Ce fut la convergence réelle et nécessaire des intérêts, avec à la base la nécessité de survivre, au sein d'une même communauté de territoires donc de races, qui légitimait les violences dans les limites du droit, pour répondre à la peur de perdre. Perdre ses sous, perdre sa tranquillité, perdre sa vie...

Pour tous les politiques, tant civils que religieux, il était nécessaire d'entretenir la peur comme tenseur caché mais efficace. Et quand les dangers n'étaient plus suffisamment perçus, il devenait de bonne stratégie politique d'en inventer, voire d'en susciter.

 

Depuis l'invention de la machine à vapeur, puis des transport rapides, puis du transport instantané des informations, de la pensée, du mode vie des autres, un formidable brassage culturel s'est initié. C'est le grand mérite de notre belle France d'avoir puissamment contribué à cette évolution par ses philosophes, ses grands ingénieurs et scientifiques,  par les mutations généralement prohètiques de ses systèmes de gouvernance politique.

Avec les deux explosions que subirent, par la folie de leurs dirigeants, les petits du peuple Japonais à NAGASAKI et HIROSHIMA, la peur, en tant qu'outil de pouvoir politique, a brutalement changé de registre. Elle est devenue commune.  Elle a largement dépassé le cadre des frontières d'Etat.  Toute l'humanité s'est maintenant appropriée la même peur suprême qui relativise toutes les autres et incite fortement à la modération, à la discussion, et au rapprochement des sagesses communes aux cultures. Toute l'espèce humaine sait dorénavant que l'aventure d'une guerre nucléaire marquerait la fin quasi certaine de notre espèce, ou au moins sa dégénérescence inéluctable et rapide.

-*-

» Consigne A
Répondez à ces questions sur l'extrait :
(i) Quelles trois choses a-t-on peur de perdre ?
(ii) Quand les dangers n'étaient plus assez perçus, que devenait-il de bonne stratégie politique de faire ?
(iii) Dans quelles villes ont eu lieu les deux explosions mentionnées ?
» Consigne B
Recopiez fidèlement le passage de l'extrait qui va de « Pour tous les » jusqu'à « voire d'en susciter. » inclus.

» Lignes fournies
-*-

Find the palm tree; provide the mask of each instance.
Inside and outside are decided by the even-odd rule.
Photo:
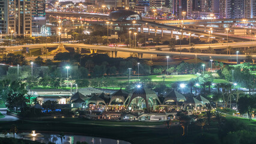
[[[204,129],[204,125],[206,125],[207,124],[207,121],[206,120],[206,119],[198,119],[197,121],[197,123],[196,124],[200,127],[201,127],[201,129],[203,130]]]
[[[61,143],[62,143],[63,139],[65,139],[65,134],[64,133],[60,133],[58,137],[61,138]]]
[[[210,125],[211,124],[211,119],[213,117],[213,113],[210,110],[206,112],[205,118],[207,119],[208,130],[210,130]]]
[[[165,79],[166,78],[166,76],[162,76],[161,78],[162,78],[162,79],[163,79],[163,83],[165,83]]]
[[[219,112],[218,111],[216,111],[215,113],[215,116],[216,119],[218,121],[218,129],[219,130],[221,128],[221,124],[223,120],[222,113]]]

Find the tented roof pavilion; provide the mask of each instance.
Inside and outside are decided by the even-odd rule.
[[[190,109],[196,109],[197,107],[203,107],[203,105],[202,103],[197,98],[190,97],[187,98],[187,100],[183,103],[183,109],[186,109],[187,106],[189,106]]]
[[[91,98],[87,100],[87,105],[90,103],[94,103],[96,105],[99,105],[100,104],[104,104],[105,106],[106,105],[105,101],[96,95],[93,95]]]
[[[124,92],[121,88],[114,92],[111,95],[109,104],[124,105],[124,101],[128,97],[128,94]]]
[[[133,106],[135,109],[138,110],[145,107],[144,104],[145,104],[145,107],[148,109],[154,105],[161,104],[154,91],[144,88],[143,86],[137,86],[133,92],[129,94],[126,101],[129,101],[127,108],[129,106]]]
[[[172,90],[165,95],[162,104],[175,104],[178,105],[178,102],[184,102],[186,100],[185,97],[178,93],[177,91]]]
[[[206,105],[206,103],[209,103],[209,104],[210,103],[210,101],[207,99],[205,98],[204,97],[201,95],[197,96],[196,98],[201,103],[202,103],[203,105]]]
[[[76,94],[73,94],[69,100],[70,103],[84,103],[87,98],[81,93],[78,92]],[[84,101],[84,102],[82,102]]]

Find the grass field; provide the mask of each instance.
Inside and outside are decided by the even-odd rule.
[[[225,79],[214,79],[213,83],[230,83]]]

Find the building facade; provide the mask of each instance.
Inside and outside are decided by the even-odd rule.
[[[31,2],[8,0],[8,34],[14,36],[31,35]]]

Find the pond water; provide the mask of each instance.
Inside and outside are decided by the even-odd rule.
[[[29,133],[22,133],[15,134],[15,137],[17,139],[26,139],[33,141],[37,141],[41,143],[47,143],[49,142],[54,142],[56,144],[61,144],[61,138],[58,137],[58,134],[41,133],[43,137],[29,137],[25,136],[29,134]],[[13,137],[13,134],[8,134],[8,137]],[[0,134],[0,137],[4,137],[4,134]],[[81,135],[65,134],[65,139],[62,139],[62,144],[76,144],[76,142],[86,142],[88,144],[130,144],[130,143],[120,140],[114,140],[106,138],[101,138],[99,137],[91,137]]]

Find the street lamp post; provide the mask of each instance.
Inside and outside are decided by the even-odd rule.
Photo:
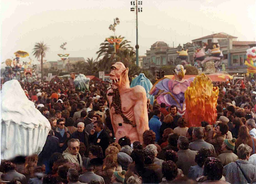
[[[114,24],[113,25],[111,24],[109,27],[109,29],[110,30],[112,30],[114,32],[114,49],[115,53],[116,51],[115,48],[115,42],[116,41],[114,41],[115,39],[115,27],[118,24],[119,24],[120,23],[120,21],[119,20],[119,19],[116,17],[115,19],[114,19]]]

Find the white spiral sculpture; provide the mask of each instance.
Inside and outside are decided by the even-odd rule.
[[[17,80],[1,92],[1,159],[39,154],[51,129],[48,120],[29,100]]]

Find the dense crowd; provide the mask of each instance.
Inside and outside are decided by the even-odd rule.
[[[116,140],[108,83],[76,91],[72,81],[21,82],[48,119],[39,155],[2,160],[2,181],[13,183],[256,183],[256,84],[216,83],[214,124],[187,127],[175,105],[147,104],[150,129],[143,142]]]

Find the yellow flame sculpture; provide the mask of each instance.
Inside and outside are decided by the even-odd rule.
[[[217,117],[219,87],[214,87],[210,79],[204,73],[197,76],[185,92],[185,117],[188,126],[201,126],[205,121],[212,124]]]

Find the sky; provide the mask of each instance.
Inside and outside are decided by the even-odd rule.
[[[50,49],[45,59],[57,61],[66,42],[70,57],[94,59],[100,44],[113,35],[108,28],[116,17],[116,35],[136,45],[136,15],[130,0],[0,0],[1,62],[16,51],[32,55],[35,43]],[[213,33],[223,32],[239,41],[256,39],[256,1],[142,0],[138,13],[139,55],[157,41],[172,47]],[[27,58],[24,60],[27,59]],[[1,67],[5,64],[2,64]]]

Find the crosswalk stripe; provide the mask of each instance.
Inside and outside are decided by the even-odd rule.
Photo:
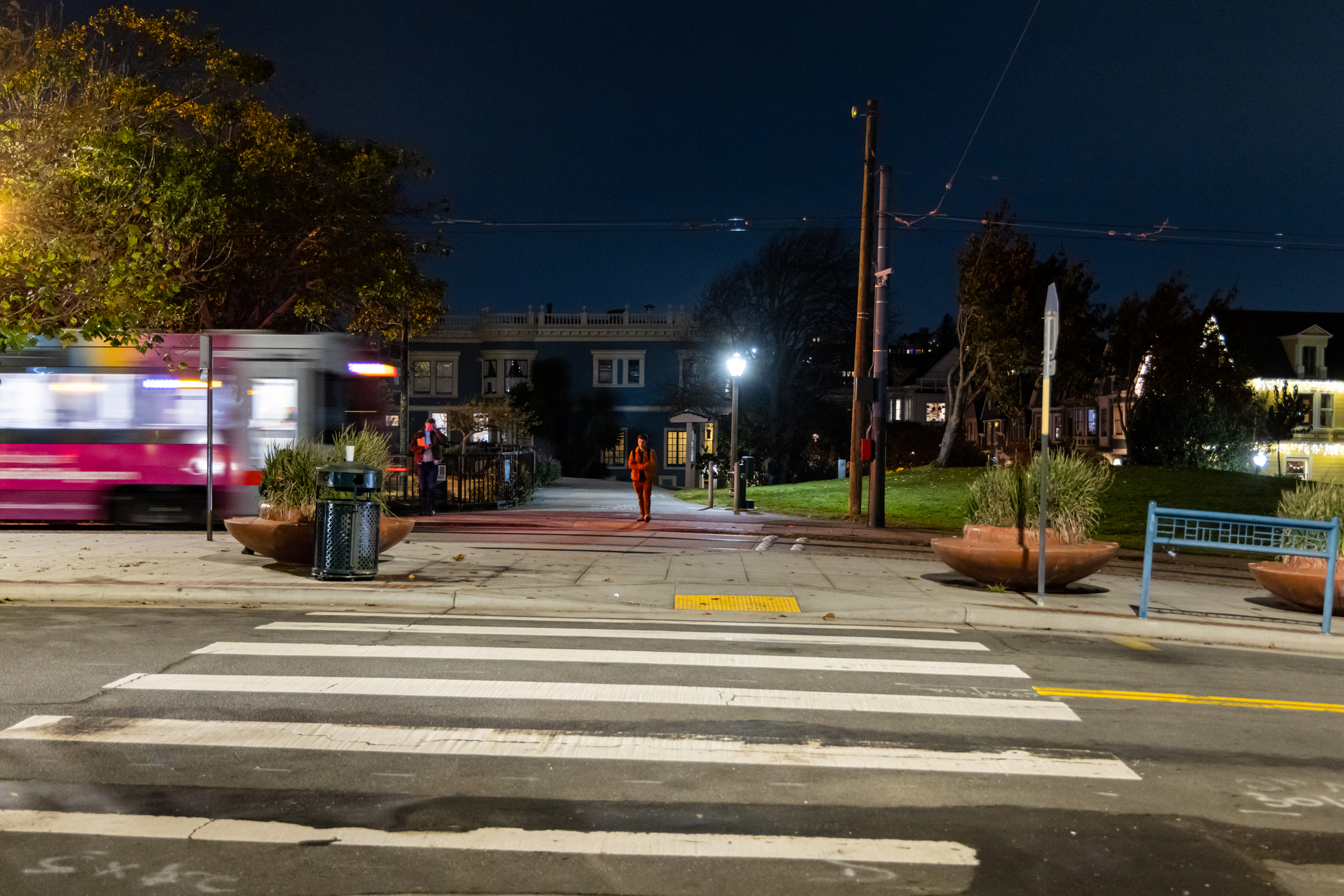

-*-

» Réponse attendue A
(i) Ses sous, sa tranquillité et sa vie.
(ii) D'en inventer, voire d'en susciter.
(iii) À NAGASAKI et HIROSHIMA.

» Réponse attendue B
Pour tous les politiques, tant civils que religieux, il était nécessaire d'entretenir la peur comme tenseur caché mais efficace. Et quand les dangers n'étaient plus suffisamment perçus, il devenait de bonne stratégie politique d'en inventer, voire d'en susciter.